Start of Provided passage
We are the Guardians of Land, Life, Seeds and Love: Rural Women’s Assembly in Southern Africa

The Rural Women’s Assembly (RWA) is a self-organised network of rural women movements, assemblies, and organisations in different countries in the Southern African Development Community (SADC) region. RWA came out of a gathering in Limpopo, South Africa, in 2009 organized by the Land Access Movement of South Africa (LAMOSA), the Women on Farms Project (WfP) and the Trust for Community Outreach and Education (TCOE). During the gathering, over 250 women from various Southern African nations convened, representing peasant producers, small-scale farmers, and activists working on land rights, food sovereignty, and reproductive rights. Women shared their struggles, experiences, and desires for unity amongst the various movements and organizations represented.  The gathering was a catalyst for a unified feminist grassroots movement of rural women and was the beginning of a collective that would create the RWA, the RWA charter and platform for action. Since its inception, chapters have grown in countries around Southern Africa, including Lesotho Madagascar, Malawi, Mauritius, Mozambique, Namibia, South Africa, Swaziland, Tanzania, Zambia, and Zimbabwe.
End of Provided passage
Start of Entries shown
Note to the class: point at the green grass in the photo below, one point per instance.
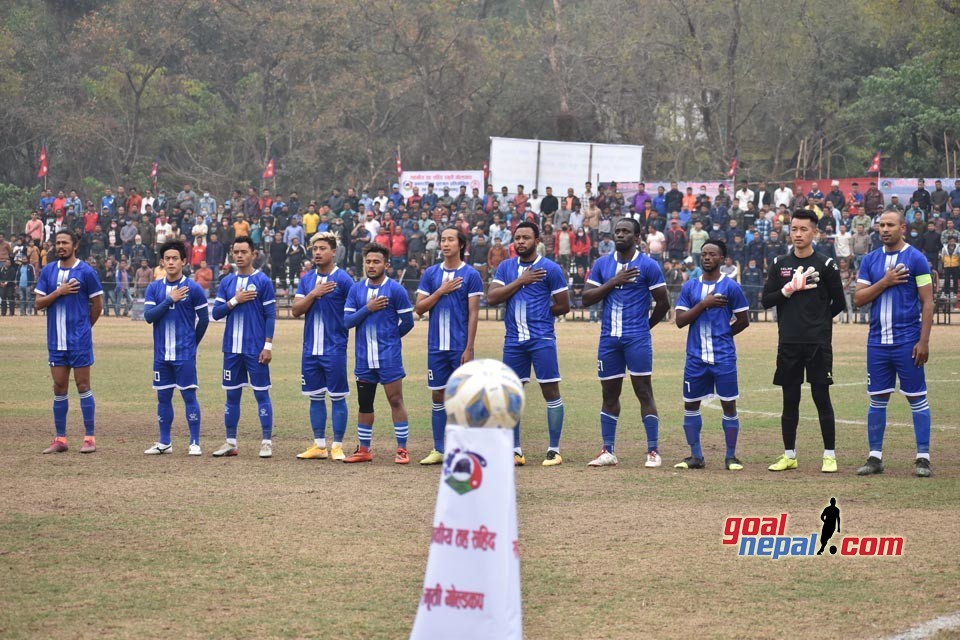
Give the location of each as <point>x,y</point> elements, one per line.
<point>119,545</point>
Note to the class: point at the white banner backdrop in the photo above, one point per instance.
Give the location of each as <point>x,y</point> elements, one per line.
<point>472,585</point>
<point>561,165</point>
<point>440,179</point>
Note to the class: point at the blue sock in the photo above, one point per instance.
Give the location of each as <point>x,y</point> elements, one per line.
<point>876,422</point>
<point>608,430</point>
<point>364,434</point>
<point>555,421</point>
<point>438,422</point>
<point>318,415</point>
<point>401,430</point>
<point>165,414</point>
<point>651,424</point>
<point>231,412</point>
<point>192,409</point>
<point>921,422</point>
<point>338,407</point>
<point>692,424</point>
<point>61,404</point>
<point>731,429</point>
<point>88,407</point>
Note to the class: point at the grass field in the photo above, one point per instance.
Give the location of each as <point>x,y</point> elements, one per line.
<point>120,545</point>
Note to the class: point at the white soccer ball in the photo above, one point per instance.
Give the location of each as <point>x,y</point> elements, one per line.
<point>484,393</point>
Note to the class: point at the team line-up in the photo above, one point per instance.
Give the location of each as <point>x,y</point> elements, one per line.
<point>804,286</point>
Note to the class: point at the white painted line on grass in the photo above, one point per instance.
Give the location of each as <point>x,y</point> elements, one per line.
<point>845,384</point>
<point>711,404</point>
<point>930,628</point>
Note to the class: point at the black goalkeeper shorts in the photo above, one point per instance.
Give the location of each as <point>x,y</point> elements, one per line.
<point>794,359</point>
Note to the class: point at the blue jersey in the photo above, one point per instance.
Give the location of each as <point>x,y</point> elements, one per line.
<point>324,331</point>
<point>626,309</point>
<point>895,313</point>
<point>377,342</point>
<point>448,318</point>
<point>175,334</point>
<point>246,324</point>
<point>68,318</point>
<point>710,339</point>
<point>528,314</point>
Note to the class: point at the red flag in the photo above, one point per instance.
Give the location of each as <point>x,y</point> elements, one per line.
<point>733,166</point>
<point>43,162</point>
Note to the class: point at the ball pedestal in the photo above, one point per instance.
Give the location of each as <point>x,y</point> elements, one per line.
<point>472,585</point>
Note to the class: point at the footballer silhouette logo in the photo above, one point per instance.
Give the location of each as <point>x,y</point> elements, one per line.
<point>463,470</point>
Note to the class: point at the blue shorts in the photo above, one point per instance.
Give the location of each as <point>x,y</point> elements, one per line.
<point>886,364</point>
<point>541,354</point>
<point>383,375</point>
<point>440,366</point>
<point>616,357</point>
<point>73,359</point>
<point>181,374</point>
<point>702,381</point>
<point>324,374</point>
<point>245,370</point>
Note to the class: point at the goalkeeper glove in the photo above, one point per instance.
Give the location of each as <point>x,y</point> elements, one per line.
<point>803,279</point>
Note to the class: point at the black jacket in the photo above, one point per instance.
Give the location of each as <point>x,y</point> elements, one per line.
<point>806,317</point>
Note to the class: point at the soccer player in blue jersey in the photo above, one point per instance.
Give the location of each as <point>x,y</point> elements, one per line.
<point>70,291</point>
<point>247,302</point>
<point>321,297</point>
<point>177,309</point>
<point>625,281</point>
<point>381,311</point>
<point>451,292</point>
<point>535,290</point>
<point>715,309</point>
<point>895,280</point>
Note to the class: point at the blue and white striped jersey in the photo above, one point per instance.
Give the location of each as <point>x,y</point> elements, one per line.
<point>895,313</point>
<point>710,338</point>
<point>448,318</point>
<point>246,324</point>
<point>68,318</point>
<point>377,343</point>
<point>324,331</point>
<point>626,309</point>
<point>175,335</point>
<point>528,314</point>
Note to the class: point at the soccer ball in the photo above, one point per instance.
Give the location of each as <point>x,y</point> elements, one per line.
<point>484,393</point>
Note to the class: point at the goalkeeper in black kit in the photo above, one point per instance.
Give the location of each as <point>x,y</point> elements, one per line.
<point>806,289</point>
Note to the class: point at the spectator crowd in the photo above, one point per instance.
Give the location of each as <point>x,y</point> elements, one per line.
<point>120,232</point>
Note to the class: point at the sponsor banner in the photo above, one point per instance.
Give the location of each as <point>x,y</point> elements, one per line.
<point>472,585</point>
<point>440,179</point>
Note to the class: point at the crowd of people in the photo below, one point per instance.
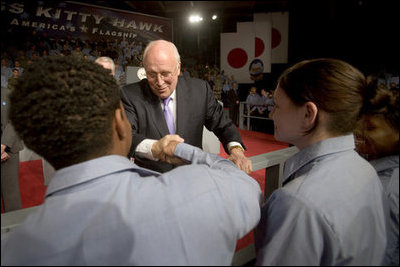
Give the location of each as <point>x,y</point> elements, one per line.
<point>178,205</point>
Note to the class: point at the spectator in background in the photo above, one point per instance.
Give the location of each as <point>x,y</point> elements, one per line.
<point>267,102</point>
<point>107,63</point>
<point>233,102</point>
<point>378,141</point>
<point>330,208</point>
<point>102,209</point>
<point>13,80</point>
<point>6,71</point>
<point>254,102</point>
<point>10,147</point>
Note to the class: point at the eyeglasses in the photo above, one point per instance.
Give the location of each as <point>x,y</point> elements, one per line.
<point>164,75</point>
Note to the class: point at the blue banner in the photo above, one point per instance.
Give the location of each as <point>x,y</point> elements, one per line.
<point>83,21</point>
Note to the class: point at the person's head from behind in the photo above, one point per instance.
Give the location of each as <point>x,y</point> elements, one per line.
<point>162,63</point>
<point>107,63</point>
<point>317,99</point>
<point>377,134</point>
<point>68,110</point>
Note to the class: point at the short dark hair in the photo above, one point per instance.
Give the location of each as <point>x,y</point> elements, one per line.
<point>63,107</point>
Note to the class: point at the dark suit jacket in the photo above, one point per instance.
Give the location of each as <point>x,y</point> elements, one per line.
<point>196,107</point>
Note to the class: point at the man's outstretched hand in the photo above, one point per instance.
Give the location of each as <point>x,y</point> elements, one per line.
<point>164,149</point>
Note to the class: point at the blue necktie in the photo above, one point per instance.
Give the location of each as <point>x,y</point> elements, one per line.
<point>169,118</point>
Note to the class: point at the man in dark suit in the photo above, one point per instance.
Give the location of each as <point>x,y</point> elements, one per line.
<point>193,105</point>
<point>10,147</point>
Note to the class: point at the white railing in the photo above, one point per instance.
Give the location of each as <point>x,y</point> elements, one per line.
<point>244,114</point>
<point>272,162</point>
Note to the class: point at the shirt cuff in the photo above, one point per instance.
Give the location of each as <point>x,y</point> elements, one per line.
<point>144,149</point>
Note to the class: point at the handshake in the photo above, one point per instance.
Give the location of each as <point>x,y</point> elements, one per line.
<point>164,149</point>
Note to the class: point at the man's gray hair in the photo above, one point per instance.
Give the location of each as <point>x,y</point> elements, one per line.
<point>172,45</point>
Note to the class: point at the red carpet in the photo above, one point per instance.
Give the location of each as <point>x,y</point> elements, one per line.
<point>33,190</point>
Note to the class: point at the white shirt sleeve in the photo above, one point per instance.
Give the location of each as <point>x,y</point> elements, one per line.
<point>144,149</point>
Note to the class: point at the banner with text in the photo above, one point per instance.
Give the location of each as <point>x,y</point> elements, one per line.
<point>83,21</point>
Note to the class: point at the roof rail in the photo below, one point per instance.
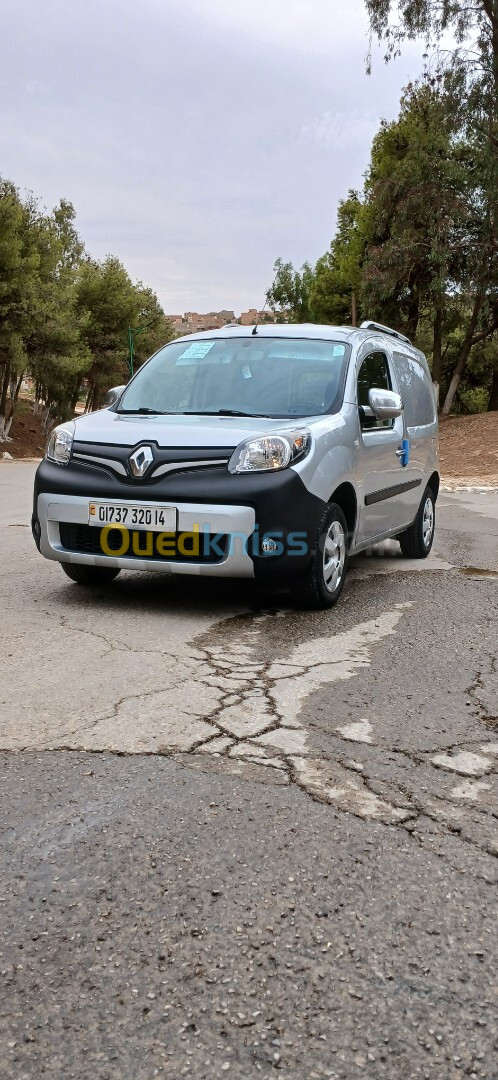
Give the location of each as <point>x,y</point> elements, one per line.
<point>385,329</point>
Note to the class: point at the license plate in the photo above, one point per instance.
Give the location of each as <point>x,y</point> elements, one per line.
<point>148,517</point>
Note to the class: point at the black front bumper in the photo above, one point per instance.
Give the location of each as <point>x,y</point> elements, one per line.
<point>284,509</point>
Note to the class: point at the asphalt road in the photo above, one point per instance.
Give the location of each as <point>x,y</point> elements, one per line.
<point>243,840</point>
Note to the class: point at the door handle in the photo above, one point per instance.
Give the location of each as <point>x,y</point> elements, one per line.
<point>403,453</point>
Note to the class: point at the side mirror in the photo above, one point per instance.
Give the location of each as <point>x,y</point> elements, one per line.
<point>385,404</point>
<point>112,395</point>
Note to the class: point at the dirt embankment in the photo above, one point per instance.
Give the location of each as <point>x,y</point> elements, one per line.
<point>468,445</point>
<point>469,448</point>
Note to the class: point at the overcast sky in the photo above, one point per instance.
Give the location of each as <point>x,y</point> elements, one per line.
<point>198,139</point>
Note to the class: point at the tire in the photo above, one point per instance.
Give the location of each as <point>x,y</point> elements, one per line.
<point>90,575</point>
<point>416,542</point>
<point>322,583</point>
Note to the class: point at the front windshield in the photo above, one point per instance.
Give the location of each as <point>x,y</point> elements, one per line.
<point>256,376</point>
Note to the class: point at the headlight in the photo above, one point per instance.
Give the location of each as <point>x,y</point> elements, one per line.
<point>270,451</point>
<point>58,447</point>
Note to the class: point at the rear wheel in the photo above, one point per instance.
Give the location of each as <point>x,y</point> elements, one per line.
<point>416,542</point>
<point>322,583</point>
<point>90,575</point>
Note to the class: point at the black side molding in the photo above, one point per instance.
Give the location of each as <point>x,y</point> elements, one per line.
End of Entries shown
Start of Entries shown
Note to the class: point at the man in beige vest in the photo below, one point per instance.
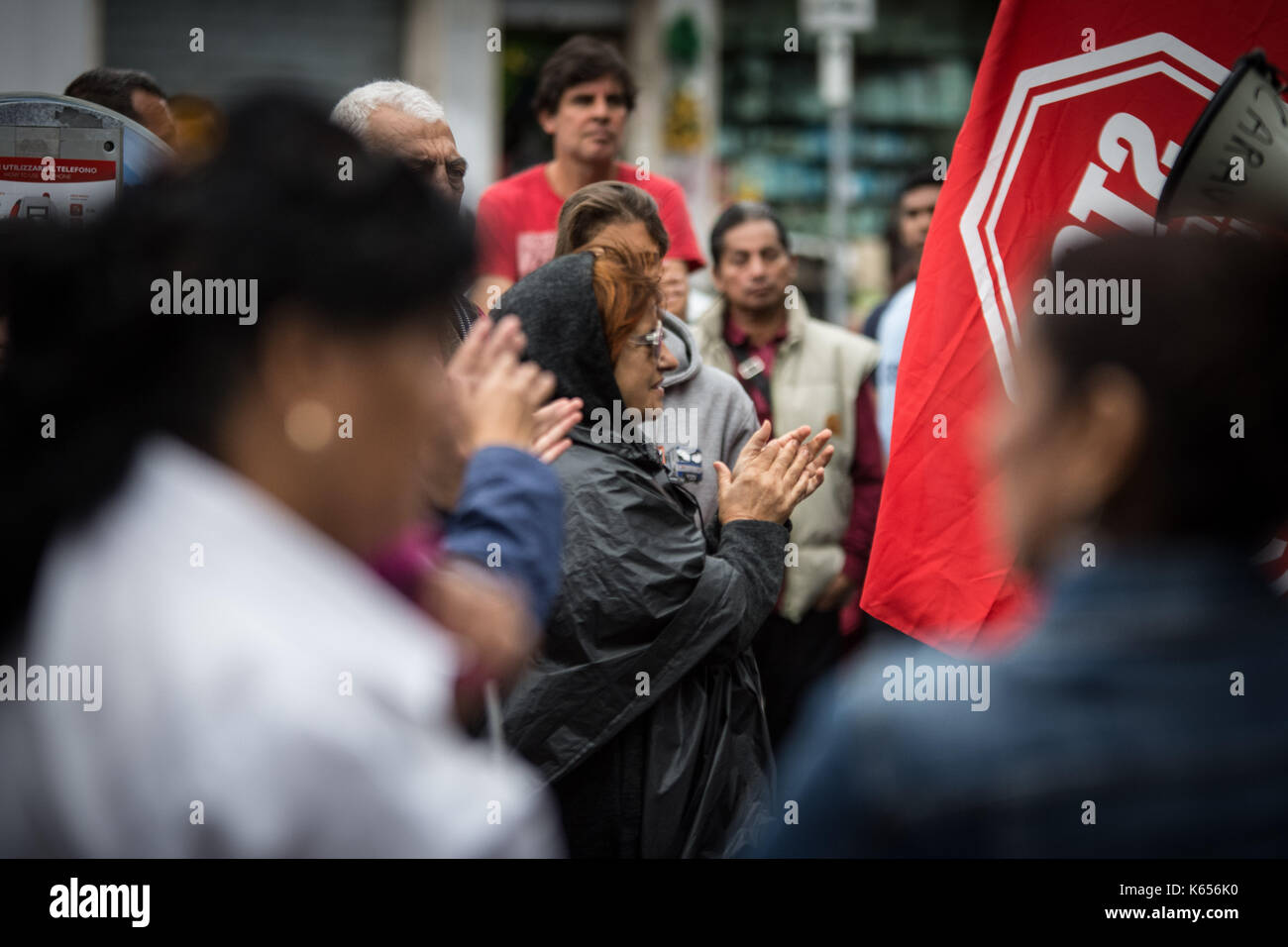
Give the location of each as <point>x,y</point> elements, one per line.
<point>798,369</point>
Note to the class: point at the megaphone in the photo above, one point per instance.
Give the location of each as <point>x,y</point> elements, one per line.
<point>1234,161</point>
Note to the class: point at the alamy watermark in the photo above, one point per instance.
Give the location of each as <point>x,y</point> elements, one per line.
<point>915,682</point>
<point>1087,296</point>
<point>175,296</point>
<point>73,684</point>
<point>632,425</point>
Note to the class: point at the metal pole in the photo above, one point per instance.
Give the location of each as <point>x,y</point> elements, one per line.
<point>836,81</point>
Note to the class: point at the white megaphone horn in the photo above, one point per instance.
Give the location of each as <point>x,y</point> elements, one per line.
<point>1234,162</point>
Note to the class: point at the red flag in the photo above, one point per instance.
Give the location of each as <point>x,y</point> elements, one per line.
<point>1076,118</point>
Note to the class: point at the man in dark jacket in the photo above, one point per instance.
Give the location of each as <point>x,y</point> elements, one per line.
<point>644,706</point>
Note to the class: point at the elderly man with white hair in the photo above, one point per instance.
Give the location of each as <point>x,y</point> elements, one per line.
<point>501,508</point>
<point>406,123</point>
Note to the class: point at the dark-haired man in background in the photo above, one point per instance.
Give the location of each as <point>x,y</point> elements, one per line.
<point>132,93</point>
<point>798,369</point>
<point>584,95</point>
End of Entries shown
Exercises -
[1] According to the passage on the Rural Women’s Assembly, in what place and year did the gathering that gave rise to the network take place?
[2] Write the next part of the text about the Rural Women’s Assembly, continuing after its final sentence.

Answers for each item -
[1] Limpopo, South Africa, in 2009.

[2]
The initial slogan of RWA was “We are the Guardians of Land, Life, and Love,” and was later revised to “We are the Guardians of Land, Life, Seeds and Love.” The slogan encompasses the work and desire of RWA to level up consciousness, create solidarity and practice reciprocity. RWA is, in part, trying to articulate the relationship between people and nature, to promote love of the land, to understand seeds as life and women as seeds, and to encourage love in order to challenge violence at all levels, including gender-based violence and the violence of land grab, corporate control of food systems, hunger, disenfranchisement and capitalist greed. The system guiding the work is feminist agroecology, which means RWA takes into account not only how to care for the land but also understanding and challenging the social division of labour as well as land-holding patterns that disenfranchise women.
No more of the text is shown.